PROBLEMS TO WORK ON:
A – In the Apollo and Daphne passage, whom does Daphne call on for help to be free of Apollo?
B – Echo the stretch of the Apollo and Daphne passage from "We will discuss" through "the sun archetype.".
C – Write what comes next in the Apollo and Daphne passage, picking up after its last sentence.

SELECTION:
>> Begin

The Sun, a star that has long been revered as a symbol to be honored and worshipped holding within its hot light an immeasurable power is also an archetypal figure which we associate with Sun Gods throughout the world. For the first Sunday Symbolism installation what better way to start than to examine an aspect of the heart of Sun-day, the day of the sun and explore the depths of its archetypal energy through storytelling, mythology, and imagination.


This first series of symbolic exploration will focus on the symbolism within the Greek myth of the Sun God Apollo and more specifically the story whereas he is in love and pursuit of the nymph Daphne who rejects his advances and wishing to be free of Apollo she calls upon the divine aid of her father, a River God for help. In response, he used his power of metamorphosis to turn her into a laurel tree whereas to rid herself of him she had to sacrifice her body. What better way to put out a fire than with water? Just as our suns heat dims with the cooling, watery glaze of Scorpio season upon us.

We will discuss three main aspects of this story. The first, Apollo, the Sun God and the archetype he portrays, the relevance this archetype has to the Bay Leaf (Laurel Tree) properties, and the effect that power played out in the form of sexual harassment and assault against another can impact our own embodiment of the sun archetype.

>> End

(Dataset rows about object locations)

>> Begin

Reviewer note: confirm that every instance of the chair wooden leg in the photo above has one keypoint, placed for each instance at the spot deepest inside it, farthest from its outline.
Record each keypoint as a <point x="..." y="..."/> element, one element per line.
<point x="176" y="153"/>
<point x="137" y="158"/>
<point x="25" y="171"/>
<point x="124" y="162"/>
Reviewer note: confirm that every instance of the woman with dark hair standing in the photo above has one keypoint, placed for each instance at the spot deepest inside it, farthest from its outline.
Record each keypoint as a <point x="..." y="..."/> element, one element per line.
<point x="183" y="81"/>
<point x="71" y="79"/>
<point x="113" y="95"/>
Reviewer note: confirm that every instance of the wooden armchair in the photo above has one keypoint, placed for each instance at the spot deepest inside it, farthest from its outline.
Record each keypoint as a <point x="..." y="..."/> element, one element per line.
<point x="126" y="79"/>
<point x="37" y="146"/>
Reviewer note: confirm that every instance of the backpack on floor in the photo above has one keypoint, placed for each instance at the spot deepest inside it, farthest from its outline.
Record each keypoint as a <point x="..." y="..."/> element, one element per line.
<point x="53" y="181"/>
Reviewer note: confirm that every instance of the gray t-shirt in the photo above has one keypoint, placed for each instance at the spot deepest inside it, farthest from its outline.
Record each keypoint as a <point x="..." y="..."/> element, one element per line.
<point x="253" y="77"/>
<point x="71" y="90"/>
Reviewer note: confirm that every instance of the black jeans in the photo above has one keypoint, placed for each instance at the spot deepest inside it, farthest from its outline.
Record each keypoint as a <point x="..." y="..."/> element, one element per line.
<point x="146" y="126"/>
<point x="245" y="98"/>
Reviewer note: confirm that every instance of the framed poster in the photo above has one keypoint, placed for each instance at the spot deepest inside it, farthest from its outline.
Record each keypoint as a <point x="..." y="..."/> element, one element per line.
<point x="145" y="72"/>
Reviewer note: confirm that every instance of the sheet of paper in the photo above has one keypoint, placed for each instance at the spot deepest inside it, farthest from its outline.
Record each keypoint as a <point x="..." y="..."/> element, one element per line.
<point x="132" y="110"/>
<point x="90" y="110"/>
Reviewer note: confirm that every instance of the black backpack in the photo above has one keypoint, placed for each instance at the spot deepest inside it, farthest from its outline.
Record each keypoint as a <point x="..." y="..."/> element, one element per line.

>> End

EXERCISE ANSWERS:
A – She calls on her father, a River God.

B –
We will discuss three main aspects of this story. The first, Apollo, the Sun God and the archetype he portrays, the relevance this archetype has to the Bay Leaf (Laurel Tree) properties, and the effect that power played out in the form of sexual harassment and assault against another can impact our own embodiment of the sun archetype.

C –
Apollo, God of Light, a spirit of both healing and hunting radiates power gained through the absorption of others. A glowing sponge with prophetic vision who is considered the unblinking, all-seeing “eye of the day”, he is a protector, remaining loyal to those he loves. While Apollos glow is nourishing and healing, his brilliance can be blinding and destructive. The archetype of Apollo has both Light and Shadow aspects at play which will be explored through the myth of his pursuit of Daphne.

Apollo is known as the artist which is fitting given he is the patron of poetry, music, and leader of the Muses. The archetype of the sun is considered the luckiest archetype and is one that is portrayed in myths from around the world, and through astrology, tarot, yoga, palmistry, aromatherapy, art history, religion, and other educational and occult practices.

The Light aspects of the archetype of the sun is a sunny disposition manifesting traits of impartiality and justice, given that solar rays touch all equally as well as creativity, charisma, extraversion, optimism, clarity, excitement, harmony, beauty, honesty, will-power, adaptability, intuition and a star like quality.

The Shadow aspects of the archetypes are quick-tempered or “hot-headed”, egocentric, superficiality, scattered energies, restless, gamblers, pride, arrogance, and rebellion.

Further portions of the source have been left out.